[BEGIN Provided records]
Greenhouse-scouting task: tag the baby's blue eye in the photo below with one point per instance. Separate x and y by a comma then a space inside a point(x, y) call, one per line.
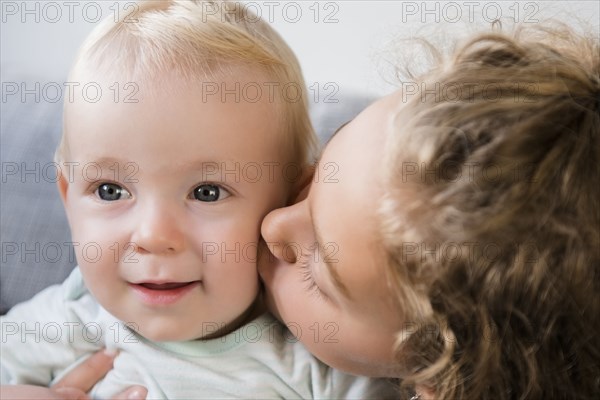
point(208, 192)
point(112, 192)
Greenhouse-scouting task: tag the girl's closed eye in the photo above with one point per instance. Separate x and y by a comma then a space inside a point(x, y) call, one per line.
point(209, 192)
point(108, 191)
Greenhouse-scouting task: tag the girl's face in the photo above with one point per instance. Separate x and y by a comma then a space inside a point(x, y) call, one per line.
point(325, 278)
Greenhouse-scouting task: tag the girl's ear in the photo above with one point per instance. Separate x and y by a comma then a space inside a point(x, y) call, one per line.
point(302, 184)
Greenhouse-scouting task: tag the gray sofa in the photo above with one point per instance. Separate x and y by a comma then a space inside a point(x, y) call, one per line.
point(34, 231)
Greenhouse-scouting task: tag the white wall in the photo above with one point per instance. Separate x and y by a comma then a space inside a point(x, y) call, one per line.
point(343, 43)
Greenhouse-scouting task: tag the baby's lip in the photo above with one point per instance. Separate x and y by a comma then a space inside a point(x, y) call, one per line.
point(163, 285)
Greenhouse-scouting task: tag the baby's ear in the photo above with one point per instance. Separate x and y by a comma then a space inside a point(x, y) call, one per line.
point(63, 185)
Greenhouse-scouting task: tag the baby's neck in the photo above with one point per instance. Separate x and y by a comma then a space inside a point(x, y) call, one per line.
point(253, 311)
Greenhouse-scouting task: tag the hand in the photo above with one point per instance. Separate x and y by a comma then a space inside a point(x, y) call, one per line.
point(75, 384)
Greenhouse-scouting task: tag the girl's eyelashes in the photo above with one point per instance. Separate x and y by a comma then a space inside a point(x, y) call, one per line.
point(307, 272)
point(108, 191)
point(208, 192)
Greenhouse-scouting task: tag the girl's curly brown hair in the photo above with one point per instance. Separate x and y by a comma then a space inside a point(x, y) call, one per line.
point(491, 219)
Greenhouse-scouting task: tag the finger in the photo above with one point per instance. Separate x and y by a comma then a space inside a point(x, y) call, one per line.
point(89, 372)
point(132, 393)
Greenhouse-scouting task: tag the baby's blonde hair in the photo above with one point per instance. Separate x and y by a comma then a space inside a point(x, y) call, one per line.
point(202, 40)
point(491, 219)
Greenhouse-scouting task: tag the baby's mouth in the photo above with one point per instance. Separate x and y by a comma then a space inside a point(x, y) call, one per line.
point(166, 286)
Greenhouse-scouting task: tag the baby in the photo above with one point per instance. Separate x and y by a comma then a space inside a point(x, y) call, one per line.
point(200, 130)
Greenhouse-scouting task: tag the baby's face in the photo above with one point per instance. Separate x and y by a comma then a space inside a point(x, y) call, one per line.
point(165, 198)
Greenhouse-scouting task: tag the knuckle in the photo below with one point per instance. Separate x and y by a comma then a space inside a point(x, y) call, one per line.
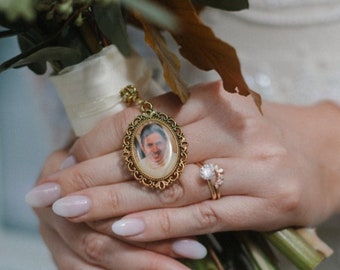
point(172, 194)
point(81, 149)
point(206, 216)
point(94, 247)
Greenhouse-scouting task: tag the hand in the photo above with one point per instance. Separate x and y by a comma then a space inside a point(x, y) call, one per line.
point(77, 246)
point(278, 170)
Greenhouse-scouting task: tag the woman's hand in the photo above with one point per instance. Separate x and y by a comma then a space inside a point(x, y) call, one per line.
point(279, 170)
point(77, 246)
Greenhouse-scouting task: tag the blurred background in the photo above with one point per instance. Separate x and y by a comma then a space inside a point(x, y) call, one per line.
point(29, 131)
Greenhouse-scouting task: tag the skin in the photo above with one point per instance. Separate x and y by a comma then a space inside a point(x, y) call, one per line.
point(280, 169)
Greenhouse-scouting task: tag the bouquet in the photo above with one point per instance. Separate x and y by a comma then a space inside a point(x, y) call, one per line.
point(63, 33)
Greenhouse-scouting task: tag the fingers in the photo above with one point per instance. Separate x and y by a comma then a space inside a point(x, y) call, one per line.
point(118, 199)
point(108, 135)
point(63, 256)
point(226, 214)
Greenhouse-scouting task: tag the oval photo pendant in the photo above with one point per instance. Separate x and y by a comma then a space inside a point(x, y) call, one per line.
point(155, 149)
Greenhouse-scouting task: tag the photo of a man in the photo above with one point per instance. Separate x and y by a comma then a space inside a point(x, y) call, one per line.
point(158, 158)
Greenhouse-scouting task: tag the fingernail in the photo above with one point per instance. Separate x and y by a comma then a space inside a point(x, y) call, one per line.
point(43, 195)
point(72, 206)
point(128, 227)
point(189, 248)
point(68, 162)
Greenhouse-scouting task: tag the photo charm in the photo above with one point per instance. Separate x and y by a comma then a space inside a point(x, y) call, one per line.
point(154, 146)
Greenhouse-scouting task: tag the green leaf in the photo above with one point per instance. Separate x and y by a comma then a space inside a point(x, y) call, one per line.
point(110, 21)
point(14, 9)
point(231, 5)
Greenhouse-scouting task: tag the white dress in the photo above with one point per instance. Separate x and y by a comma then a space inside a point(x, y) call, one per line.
point(290, 53)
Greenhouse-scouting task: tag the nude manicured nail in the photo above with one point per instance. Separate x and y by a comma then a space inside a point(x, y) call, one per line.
point(128, 227)
point(43, 195)
point(72, 206)
point(68, 162)
point(190, 249)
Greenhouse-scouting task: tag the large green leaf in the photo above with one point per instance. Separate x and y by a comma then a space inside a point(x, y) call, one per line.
point(110, 21)
point(231, 5)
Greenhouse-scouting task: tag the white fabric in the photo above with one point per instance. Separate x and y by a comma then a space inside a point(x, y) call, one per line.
point(90, 89)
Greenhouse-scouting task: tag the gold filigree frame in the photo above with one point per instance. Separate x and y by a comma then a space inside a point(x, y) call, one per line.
point(132, 159)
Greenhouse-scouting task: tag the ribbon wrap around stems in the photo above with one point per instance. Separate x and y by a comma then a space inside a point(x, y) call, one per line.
point(89, 90)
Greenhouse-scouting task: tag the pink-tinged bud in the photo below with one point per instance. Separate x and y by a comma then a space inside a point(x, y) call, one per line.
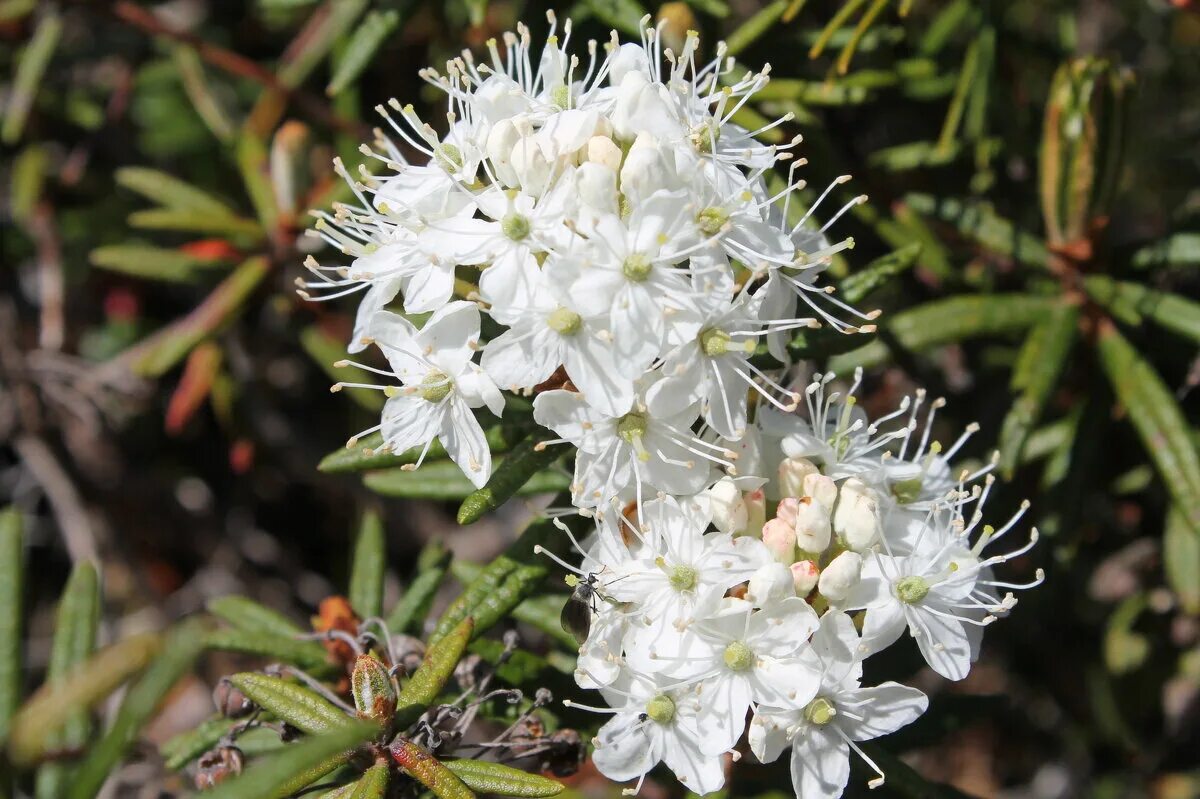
point(821, 488)
point(771, 583)
point(787, 510)
point(813, 530)
point(856, 518)
point(780, 540)
point(756, 511)
point(792, 473)
point(840, 576)
point(804, 577)
point(729, 509)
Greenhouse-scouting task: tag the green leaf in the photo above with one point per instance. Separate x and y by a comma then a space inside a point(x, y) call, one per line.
point(30, 71)
point(413, 607)
point(1131, 302)
point(443, 480)
point(54, 704)
point(370, 565)
point(309, 655)
point(75, 640)
point(1181, 560)
point(424, 686)
point(298, 766)
point(525, 462)
point(180, 650)
point(298, 706)
point(876, 274)
point(245, 613)
point(366, 40)
point(12, 566)
point(1158, 420)
point(429, 770)
point(162, 350)
point(150, 263)
point(503, 780)
point(945, 322)
point(365, 454)
point(1041, 362)
point(172, 193)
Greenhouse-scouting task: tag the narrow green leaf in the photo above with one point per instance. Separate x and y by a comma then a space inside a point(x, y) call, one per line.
point(75, 640)
point(298, 766)
point(298, 706)
point(1041, 362)
point(526, 461)
point(245, 613)
point(365, 455)
point(503, 780)
point(366, 40)
point(1158, 420)
point(370, 565)
point(1181, 560)
point(444, 480)
point(309, 655)
point(414, 605)
point(171, 192)
point(424, 686)
point(876, 274)
point(12, 566)
point(1132, 302)
point(150, 263)
point(945, 322)
point(54, 704)
point(30, 70)
point(429, 770)
point(180, 649)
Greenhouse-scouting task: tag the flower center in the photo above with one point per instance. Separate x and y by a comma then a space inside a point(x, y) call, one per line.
point(712, 220)
point(820, 712)
point(682, 578)
point(738, 656)
point(912, 589)
point(631, 427)
point(515, 226)
point(564, 322)
point(636, 268)
point(436, 386)
point(714, 342)
point(660, 709)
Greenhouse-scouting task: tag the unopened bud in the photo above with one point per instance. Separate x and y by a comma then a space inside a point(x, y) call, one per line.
point(771, 583)
point(729, 509)
point(840, 576)
point(804, 577)
point(791, 475)
point(856, 518)
point(375, 694)
point(780, 540)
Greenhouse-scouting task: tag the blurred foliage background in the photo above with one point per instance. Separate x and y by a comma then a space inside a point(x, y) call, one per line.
point(1033, 174)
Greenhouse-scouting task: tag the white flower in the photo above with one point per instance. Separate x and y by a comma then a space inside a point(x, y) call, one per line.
point(441, 385)
point(823, 732)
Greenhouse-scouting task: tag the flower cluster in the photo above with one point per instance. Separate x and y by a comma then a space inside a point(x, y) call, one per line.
point(599, 234)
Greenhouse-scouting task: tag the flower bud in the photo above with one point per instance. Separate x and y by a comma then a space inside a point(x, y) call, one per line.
point(771, 583)
point(375, 694)
point(756, 511)
point(791, 475)
point(813, 530)
point(821, 488)
point(856, 518)
point(780, 540)
point(727, 506)
point(804, 576)
point(840, 576)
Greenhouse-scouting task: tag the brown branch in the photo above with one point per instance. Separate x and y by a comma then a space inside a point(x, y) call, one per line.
point(234, 64)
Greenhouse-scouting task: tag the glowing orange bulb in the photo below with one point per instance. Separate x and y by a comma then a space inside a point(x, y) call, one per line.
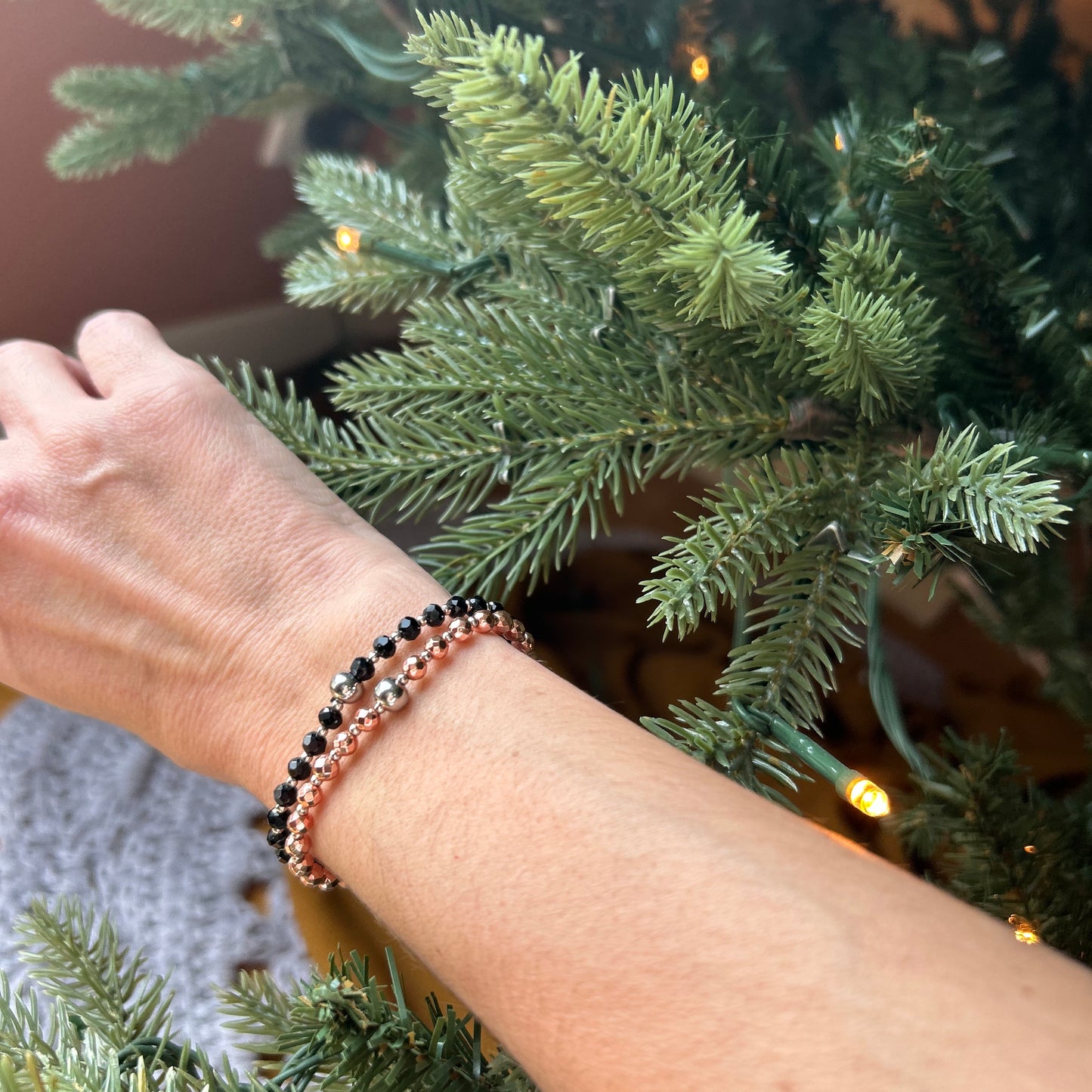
[END Provided records]
Can you give the lines of the listing above, starting with the line that contains "Greenhouse-scouting task: tag the girl's curly" and going on through the line that contains "point(166, 286)", as a Markdown table with the columns Row and Line, leaving out blank lines?

| Row | Line |
|---|---|
| 1 | Greenhouse-scouting task: tag the girl's curly brown hair in the photo above with one point per instance. Separate x and y by a comma then a space inside a point(x, y) call, one per line. |
| 2 | point(491, 219) |
| 3 | Greenhouse-scouting task: tag the finger in the photo above with one point per instance. Separate x and y by a comma then a space inside a point(x, y) call, one per line. |
| 4 | point(89, 372) |
| 5 | point(132, 393) |
| 6 | Greenhouse-scouting task: tag the baby's blonde hair in the photo above with one point per instance. Separate x and y by a comma then a space inside a point(x, y) call, one per line. |
| 7 | point(202, 40) |
| 8 | point(491, 219) |
| 9 | Greenhouse-scouting task: tag the baby's mouth in the photo above with one point per instance. Separate x and y by a comma then a space inside a point(x, y) call, one per line. |
| 10 | point(166, 286) |